■ SET TASK
Report each line of the listing below that contains the word "sweater", copying the line in full.

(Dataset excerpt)
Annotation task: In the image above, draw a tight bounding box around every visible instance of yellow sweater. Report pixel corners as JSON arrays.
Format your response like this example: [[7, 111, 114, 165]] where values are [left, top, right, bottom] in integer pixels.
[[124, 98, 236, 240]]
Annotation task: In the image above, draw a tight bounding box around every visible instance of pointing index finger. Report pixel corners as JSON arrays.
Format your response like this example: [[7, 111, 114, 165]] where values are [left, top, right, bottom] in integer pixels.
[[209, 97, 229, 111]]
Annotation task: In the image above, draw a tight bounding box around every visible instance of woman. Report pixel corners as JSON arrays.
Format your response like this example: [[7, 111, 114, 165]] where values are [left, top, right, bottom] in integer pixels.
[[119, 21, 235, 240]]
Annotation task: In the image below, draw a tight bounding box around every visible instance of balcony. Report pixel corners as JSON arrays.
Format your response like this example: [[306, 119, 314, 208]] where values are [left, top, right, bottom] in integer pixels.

■ TASK RESULT
Annotation task: In the image above, draw a tight bounding box around every visible instance of yellow sweater. Report pixel corners as JSON arrays.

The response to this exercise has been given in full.